### DATASET RECORDS:
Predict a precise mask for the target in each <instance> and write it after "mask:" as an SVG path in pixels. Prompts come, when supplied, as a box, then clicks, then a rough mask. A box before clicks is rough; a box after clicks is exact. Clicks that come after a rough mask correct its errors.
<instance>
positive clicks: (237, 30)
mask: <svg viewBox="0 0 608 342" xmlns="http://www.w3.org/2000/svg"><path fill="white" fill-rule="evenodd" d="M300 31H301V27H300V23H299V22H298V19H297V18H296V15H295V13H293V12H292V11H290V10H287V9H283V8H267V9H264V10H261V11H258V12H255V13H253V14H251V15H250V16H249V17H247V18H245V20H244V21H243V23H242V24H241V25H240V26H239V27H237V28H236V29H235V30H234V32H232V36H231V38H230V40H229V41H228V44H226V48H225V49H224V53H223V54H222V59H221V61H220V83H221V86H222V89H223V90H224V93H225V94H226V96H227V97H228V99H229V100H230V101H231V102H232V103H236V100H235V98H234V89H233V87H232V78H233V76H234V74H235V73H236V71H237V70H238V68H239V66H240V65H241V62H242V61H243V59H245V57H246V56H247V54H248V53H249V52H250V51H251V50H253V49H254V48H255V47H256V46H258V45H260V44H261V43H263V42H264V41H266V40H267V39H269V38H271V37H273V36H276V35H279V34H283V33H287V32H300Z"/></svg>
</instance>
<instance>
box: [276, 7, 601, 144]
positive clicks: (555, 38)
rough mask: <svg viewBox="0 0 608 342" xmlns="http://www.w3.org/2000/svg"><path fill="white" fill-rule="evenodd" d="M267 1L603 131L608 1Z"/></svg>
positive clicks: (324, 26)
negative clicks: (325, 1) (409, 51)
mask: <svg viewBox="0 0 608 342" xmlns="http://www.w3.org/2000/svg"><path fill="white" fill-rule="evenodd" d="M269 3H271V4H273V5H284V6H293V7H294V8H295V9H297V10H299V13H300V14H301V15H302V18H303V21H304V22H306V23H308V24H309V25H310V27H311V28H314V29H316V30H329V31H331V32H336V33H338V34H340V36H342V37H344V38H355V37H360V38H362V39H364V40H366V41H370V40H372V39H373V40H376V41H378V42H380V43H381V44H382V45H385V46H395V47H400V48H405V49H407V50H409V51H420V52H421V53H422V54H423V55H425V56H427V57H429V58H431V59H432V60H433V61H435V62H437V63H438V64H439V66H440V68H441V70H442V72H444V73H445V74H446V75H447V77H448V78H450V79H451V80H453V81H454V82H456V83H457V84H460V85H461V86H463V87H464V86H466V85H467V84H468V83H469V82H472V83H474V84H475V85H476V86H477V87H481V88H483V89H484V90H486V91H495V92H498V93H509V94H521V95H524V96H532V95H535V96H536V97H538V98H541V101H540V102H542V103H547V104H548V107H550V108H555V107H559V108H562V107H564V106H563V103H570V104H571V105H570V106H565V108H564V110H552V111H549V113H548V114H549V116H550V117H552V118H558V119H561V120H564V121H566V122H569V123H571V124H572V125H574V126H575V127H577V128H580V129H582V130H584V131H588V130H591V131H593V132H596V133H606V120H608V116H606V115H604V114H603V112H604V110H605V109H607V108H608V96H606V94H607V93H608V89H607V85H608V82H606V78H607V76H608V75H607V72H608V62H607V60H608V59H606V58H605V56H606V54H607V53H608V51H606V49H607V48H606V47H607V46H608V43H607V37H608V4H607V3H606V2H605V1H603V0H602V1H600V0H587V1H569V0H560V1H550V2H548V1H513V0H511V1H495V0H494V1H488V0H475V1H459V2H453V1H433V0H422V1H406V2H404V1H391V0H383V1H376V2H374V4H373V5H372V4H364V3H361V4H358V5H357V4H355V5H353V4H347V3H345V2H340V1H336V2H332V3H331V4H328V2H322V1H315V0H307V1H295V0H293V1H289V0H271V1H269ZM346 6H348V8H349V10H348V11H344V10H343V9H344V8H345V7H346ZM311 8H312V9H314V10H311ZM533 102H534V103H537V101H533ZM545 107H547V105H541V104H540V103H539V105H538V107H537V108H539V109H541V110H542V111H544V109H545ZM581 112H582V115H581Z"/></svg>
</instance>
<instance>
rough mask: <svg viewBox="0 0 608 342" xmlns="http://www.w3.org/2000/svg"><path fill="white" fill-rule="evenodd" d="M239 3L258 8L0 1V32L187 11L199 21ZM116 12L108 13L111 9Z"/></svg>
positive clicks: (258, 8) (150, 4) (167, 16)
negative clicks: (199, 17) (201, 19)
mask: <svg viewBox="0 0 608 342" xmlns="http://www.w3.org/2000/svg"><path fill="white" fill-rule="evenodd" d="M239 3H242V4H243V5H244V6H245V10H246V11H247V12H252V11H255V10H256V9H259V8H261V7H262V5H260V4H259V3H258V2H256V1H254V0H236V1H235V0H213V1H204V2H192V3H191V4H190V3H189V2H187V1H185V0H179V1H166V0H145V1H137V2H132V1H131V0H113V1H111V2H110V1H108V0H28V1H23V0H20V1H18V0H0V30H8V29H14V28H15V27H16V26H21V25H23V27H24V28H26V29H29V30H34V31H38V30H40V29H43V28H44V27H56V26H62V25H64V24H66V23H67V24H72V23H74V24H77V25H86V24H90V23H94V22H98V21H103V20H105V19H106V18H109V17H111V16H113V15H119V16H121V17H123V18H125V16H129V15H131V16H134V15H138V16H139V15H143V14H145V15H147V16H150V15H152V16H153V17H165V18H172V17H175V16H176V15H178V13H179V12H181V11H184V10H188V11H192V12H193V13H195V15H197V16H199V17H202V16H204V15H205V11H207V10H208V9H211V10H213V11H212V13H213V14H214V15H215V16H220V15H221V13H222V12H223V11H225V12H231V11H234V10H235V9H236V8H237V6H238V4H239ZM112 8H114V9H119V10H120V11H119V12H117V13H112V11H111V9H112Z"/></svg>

### REQUIREMENT:
Set down only the line containing "3L258 8L0 1V32L187" and the lines after it through the end, exactly as they appear above.

### ANSWER TO THIS PROBLEM:
rough mask: <svg viewBox="0 0 608 342" xmlns="http://www.w3.org/2000/svg"><path fill="white" fill-rule="evenodd" d="M239 3L258 8L0 1V32L187 11L199 21ZM116 12L108 13L111 9Z"/></svg>
positive clicks: (258, 8) (150, 4) (167, 16)
negative clicks: (199, 17) (201, 19)
mask: <svg viewBox="0 0 608 342" xmlns="http://www.w3.org/2000/svg"><path fill="white" fill-rule="evenodd" d="M239 3H242V4H243V5H244V6H245V10H246V11H247V12H252V11H255V10H256V9H259V8H261V7H262V5H260V4H259V3H258V2H256V1H254V0H236V1H235V0H213V1H204V2H192V3H191V4H190V3H189V2H187V1H185V0H179V1H166V0H145V1H137V2H132V1H131V0H113V1H111V2H110V1H108V0H28V1H23V0H20V1H18V0H0V30H8V29H14V28H15V27H16V26H21V25H23V27H24V28H26V29H29V30H34V31H38V30H40V29H43V28H44V27H56V26H62V25H64V24H66V23H67V24H72V23H74V24H77V25H86V24H90V23H94V22H98V21H103V20H105V19H106V18H109V17H111V16H113V15H119V16H121V17H123V18H125V16H129V15H131V16H134V15H138V16H139V15H143V14H145V15H147V16H150V15H152V16H153V17H165V18H172V17H175V16H176V15H178V13H179V12H181V11H184V10H188V11H192V12H193V13H195V15H197V16H199V17H202V16H204V15H205V11H207V10H208V9H211V10H213V11H212V13H213V14H214V15H215V16H220V15H221V13H222V12H223V11H225V12H231V11H234V10H235V9H236V8H237V6H238V4H239ZM112 8H114V9H119V10H120V11H119V12H117V13H112V11H111V9H112Z"/></svg>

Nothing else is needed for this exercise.